- TEXTE FOURNI
%%
En 15 ans beaucoup de choses ont changé, mais il a fallu le harcèlement moral, le suicide, le burn-out pour qu'on en parle. On en parle beaucoup, mais les résultats ne sont pas là. Il y a un grand décalage entre ce que l'on connaît du stress et la relative faiblesse des actions. C'est le paradoxe français : on est passé du déni aux faux -semblants. Il y a des numéros verts, des questionnaires dans les entreprises, des formations de managers, mais pas un vrai travail de fond.

On constate dans les entreprises, lors de nos consultations de psychiatre et médecin du travail, dans les études internationales, que le degré de stress au travail augmente et ses conséquences aussi: la souffrance, au sens très large du terme. On ne peut pas ignorer qu'il n'y a pas suffisamment d'actions valides mises en place. La dernière publication de l'agence européenne de sécurité et de santé au travail de 2015 nous place assez mal en matière de prévention.

Le stress au travail a aussi du mal à être reconnu comme une grande préoccupation parce qu'il est masqué par le problème du chômage, avec malheureusement cette arrière-pensée : "Ne vous plaignez pas, vous avez du travail".

Quels sont les facteurs de stress ?

Ils sont extrêmement nombreux et quand ils s'additionnent, on arrive à des cocktails très dangereux. Les facteurs essentiels sont la charge de travail, le manque de reconnaissance - nous sommes le pays d'Europe où il est le plus fort -, la transformation du monde du travail qui aboutit au sentiment de perte de contrôle et à l'absence d'autonomie. Les salariés sont de plus en plus dans des process, et pas seulement ceux qui travaillent à la chaîne, même dans les banques, les call center...
%%
- DONNÉES À EXAMINER
%%
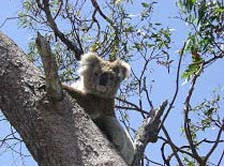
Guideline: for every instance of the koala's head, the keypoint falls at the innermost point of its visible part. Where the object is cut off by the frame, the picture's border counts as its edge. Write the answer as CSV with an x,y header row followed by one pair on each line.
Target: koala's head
x,y
102,77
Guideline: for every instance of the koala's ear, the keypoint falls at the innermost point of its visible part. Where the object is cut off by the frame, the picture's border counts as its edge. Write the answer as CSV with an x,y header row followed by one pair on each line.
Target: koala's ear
x,y
124,69
89,58
88,61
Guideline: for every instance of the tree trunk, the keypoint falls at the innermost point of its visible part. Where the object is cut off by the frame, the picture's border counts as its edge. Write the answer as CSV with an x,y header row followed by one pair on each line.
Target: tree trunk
x,y
58,133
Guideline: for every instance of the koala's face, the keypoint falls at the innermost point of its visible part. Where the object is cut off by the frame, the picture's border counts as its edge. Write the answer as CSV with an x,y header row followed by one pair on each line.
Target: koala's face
x,y
102,77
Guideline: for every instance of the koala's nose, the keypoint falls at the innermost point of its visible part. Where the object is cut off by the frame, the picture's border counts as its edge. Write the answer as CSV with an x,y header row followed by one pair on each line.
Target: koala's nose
x,y
105,79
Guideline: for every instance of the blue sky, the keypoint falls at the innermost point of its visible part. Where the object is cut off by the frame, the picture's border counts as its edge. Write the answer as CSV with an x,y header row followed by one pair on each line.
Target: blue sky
x,y
213,77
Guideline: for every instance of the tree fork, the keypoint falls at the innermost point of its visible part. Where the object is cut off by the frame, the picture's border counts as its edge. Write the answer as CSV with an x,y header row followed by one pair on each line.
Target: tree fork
x,y
58,133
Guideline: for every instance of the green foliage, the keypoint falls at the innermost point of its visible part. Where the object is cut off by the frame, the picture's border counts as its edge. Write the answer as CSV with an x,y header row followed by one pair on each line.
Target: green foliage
x,y
206,36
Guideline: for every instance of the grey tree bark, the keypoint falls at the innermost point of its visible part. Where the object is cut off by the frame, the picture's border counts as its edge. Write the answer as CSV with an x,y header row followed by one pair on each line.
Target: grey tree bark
x,y
55,133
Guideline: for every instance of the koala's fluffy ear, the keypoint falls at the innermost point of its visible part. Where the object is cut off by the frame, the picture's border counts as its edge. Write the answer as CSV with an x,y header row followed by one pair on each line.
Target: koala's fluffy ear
x,y
89,59
124,69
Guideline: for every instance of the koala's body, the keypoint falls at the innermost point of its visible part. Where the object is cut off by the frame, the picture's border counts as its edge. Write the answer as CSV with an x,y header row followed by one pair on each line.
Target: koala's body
x,y
98,84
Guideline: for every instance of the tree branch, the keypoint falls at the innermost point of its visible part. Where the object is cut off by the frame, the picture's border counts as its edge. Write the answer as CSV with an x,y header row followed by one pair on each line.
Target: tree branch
x,y
55,133
45,7
148,132
53,84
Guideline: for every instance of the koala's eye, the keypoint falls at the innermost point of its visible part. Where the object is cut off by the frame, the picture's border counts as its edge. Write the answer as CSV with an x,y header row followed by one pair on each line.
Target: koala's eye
x,y
96,74
116,70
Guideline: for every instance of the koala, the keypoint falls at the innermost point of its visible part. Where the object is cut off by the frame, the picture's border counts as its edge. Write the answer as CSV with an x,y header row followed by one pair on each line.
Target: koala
x,y
97,86
100,77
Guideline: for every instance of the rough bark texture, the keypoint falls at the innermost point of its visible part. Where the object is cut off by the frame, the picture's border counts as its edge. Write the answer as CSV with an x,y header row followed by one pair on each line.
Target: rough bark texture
x,y
55,134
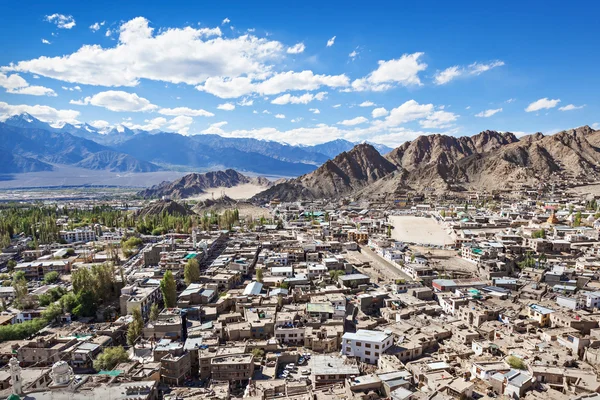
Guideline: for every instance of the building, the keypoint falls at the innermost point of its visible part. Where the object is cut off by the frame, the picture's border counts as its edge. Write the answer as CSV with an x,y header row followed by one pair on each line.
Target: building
x,y
327,370
540,314
232,367
78,235
366,345
134,296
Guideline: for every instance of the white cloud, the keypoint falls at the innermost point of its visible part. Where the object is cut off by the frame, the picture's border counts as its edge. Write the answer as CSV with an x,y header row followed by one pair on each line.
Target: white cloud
x,y
570,107
179,111
227,88
408,111
488,113
100,124
95,27
303,99
61,21
13,81
439,119
175,55
43,113
353,121
72,89
34,91
451,73
180,124
226,106
216,128
379,112
296,49
246,102
403,71
385,131
117,100
149,125
541,104
15,84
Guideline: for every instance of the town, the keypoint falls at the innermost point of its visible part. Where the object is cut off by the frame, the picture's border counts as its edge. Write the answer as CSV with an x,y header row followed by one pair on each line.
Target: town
x,y
419,298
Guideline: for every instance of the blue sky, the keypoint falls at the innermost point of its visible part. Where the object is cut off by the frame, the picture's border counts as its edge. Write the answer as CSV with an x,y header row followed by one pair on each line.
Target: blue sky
x,y
393,72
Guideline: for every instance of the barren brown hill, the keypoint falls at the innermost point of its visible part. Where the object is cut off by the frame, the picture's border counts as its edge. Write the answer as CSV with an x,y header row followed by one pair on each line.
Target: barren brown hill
x,y
533,159
487,161
446,150
348,172
194,184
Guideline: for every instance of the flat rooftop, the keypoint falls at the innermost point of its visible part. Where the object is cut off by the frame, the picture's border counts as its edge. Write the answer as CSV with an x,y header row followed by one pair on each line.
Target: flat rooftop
x,y
366,335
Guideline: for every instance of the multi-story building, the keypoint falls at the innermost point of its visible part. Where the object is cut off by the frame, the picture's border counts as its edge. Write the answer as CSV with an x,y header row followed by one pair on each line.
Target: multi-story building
x,y
367,345
233,368
78,235
38,269
142,297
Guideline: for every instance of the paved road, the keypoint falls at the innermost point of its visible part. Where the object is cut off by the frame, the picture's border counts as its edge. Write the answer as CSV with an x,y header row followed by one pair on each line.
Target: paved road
x,y
383,265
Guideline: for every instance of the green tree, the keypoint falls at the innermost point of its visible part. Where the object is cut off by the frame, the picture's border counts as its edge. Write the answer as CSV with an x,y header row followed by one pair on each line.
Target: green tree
x,y
22,298
168,287
258,353
577,219
540,234
51,277
110,358
154,311
52,312
515,362
11,264
335,274
191,272
135,328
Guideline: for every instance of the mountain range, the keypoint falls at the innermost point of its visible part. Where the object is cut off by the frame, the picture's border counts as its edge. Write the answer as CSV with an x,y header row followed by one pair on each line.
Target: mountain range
x,y
121,149
489,160
195,184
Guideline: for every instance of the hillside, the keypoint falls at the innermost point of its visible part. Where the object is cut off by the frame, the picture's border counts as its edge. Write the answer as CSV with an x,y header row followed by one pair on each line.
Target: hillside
x,y
348,172
496,166
194,184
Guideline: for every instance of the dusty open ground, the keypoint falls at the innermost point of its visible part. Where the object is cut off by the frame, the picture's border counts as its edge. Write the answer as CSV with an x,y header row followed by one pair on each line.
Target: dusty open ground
x,y
237,192
419,230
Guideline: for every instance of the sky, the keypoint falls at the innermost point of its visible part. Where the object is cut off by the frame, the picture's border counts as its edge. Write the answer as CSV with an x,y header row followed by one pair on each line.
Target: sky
x,y
303,73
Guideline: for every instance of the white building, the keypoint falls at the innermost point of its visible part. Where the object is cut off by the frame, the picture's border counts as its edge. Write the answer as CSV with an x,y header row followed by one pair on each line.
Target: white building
x,y
366,344
78,235
592,300
282,271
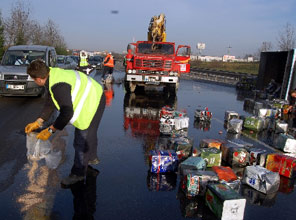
%%
- SÉRIE D'EXERCICES
(a) D'après le texte sur le stress au travail, pourquoi ce stress a-t-il du mal à être reconnu comme une grande préoccupation ? Répondez en une à trois phrases.
(b) Reprenez le texte sur le stress au travail à partir de sa dernière phrase et poursuivez-le.

- CORRIGÉ DES EXERCICES
(a) Le stress au travail est masqué par le problème du chômage. Il s'y ajoute une arrière-pensée, résumée par la formule « Ne vous plaignez pas, vous avez du travail ».

(b)
La réalité, c'est qu'il y a de moins en moins d'autonomie sous couvert d'un discours qui entend la valoriser, tout comme l'humain. Un autre facteur de stress est la confusion complète entre vie professionnelle et vie privée ainsi que le changement perpétuel auquel il faut s'adapter.

Comment repérer les facteurs de stress et lutter contre ?

Il devrait y avoir des campagnes d'information et de prévention interministérielles comme pour la sécurité routière ou la toxicomanie. Si on prend modèle sur le Canada, l'Europe du Nord, et même la Grande-Bretagne, il faut d'abord repérer quand on est soi-même en souffrance et mettre en place des actions. Certaines relèvent du monde du travail, des entreprises, d'autres de l'individu. De même qu'on peut augmenter sa résistance pulmonaire en faisant des exercices, on peut augmenter sa résistance au stress. Les entreprises doivent veiller à l'environnement et au management. Nous sommes un pays dans lequel les managers ne sont pas formés à l'humain. Individuellement, on doit se protéger à travers par exemple les techniques de relaxation, un sommeil de qualité...Et prendre soin de soi sur le plan psychologique, en ne surinvestissant pas le travail.

Au Québec et en Europe du Nord, la gestion du stress est apprise dès l'école, ce sont des compétences du 21ème siècle, de même que savoir parler anglais ou utiliser un ordinateur".